What to do.
Without any change, set down every record below.

Raw data.
------------------------------------

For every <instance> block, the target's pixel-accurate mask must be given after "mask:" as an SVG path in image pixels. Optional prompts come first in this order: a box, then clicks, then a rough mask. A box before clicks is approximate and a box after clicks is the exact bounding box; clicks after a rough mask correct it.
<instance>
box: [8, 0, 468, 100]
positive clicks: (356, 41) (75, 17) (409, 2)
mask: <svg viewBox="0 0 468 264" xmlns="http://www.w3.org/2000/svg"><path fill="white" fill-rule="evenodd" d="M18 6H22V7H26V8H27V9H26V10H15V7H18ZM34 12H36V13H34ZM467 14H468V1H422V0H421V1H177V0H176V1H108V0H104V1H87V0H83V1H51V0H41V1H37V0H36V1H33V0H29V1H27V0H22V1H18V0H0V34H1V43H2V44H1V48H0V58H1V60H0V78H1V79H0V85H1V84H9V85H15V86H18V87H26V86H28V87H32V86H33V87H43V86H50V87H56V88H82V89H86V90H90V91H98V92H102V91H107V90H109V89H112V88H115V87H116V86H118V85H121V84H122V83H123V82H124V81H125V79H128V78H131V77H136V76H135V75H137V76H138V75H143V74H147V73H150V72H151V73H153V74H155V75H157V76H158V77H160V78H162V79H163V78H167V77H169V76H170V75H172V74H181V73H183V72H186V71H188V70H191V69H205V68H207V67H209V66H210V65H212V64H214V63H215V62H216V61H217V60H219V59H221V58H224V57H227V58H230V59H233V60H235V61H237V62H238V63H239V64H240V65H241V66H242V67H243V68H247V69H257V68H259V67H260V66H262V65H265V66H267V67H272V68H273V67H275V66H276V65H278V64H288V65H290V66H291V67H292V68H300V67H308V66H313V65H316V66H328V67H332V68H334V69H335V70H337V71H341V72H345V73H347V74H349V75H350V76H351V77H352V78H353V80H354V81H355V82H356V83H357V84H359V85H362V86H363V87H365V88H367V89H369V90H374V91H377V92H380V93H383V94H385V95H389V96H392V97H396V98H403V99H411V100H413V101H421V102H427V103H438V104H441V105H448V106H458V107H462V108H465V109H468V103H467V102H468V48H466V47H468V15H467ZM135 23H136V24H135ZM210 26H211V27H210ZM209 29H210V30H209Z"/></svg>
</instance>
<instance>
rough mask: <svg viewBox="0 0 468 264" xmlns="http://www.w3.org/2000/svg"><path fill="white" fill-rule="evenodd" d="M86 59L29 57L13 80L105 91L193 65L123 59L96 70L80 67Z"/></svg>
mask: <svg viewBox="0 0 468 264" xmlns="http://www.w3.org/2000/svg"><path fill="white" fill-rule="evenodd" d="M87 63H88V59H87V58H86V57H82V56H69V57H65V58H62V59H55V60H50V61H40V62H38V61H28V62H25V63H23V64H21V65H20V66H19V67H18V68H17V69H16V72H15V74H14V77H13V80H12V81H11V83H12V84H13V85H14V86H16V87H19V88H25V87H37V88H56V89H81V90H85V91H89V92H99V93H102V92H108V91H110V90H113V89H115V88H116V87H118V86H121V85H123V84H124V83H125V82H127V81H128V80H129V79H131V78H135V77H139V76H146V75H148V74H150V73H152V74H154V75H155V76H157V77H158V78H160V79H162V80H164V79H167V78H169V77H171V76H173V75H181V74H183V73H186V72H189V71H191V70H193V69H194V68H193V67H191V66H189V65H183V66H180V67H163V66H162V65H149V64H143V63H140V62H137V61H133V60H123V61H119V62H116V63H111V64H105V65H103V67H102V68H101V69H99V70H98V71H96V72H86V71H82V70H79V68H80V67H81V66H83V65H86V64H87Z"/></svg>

------------------------------------

Result.
For every <instance> block, the target's pixel-accurate mask must be given after "mask:" as an SVG path in image pixels. Optional prompts come first in this order: a box, then clicks, then a rough mask. A box before clicks is approximate and a box after clicks is the exact bounding box; clicks after a rough mask correct it.
<instance>
box: [8, 0, 468, 100]
positive clicks: (356, 41) (75, 17) (409, 2)
mask: <svg viewBox="0 0 468 264" xmlns="http://www.w3.org/2000/svg"><path fill="white" fill-rule="evenodd" d="M18 6H22V7H26V8H27V9H26V10H15V7H18ZM34 12H36V13H34ZM467 14H468V1H422V0H421V1H177V0H176V1H108V0H104V1H87V0H83V1H51V0H41V1H37V0H36V1H33V0H29V1H27V0H22V1H18V0H0V34H1V43H2V44H1V48H0V58H1V60H0V78H1V79H0V85H1V84H9V85H15V86H18V87H26V86H28V87H32V86H33V87H43V86H50V87H56V88H82V89H86V90H90V91H98V92H102V91H107V90H109V89H112V88H115V87H116V86H118V85H121V84H122V83H123V82H124V81H125V79H128V78H131V77H136V76H135V75H137V76H138V75H143V74H147V73H150V72H151V73H153V74H155V75H157V76H158V77H160V78H162V79H163V78H167V77H169V76H170V75H172V74H181V73H183V72H186V71H188V70H191V69H205V68H207V67H209V66H210V65H212V64H214V63H215V62H216V61H217V60H219V59H221V58H224V57H227V58H230V59H233V60H235V61H237V62H238V63H239V64H240V65H241V66H242V67H243V68H247V69H257V68H259V67H260V66H262V65H265V66H267V67H272V68H273V67H275V66H276V65H278V64H288V65H290V66H291V67H292V68H300V67H308V66H313V65H316V66H328V67H332V68H334V69H335V70H337V71H341V72H345V73H347V74H349V75H350V76H351V77H352V78H353V80H354V81H355V82H356V83H357V84H359V85H362V86H363V87H365V88H367V89H369V90H374V91H377V92H380V93H383V94H385V95H389V96H392V97H396V98H403V99H411V100H413V101H421V102H427V103H438V104H441V105H448V106H458V107H462V108H465V109H468V103H467V102H468V48H466V47H468V15H467ZM135 23H136V24H135ZM210 26H211V27H210ZM209 29H210V30H209Z"/></svg>
</instance>
<instance>
rough mask: <svg viewBox="0 0 468 264" xmlns="http://www.w3.org/2000/svg"><path fill="white" fill-rule="evenodd" d="M86 59L29 57L13 80L105 91L193 65L123 59L96 70L80 67Z"/></svg>
mask: <svg viewBox="0 0 468 264" xmlns="http://www.w3.org/2000/svg"><path fill="white" fill-rule="evenodd" d="M87 63H88V59H87V58H86V57H82V56H69V57H65V58H62V59H55V60H50V61H40V62H38V61H28V62H25V63H23V64H21V65H20V66H19V67H18V68H17V69H16V72H15V74H14V77H13V80H12V81H11V83H12V84H13V85H14V86H16V87H19V88H25V87H37V88H56V89H81V90H85V91H89V92H99V93H102V92H108V91H110V90H113V89H115V88H116V87H118V86H121V85H123V84H124V83H125V82H127V81H128V80H129V79H131V78H135V77H139V76H146V75H148V74H150V73H152V74H154V75H155V76H157V77H158V78H160V79H162V80H164V79H167V78H169V77H171V76H173V75H181V74H183V73H186V72H189V71H191V70H193V69H194V68H193V67H191V66H189V65H183V66H180V67H163V66H162V65H149V64H143V63H140V62H137V61H133V60H123V61H119V62H116V63H111V64H105V65H103V67H102V68H101V69H99V70H98V71H96V72H86V71H82V70H79V68H80V67H81V66H83V65H86V64H87Z"/></svg>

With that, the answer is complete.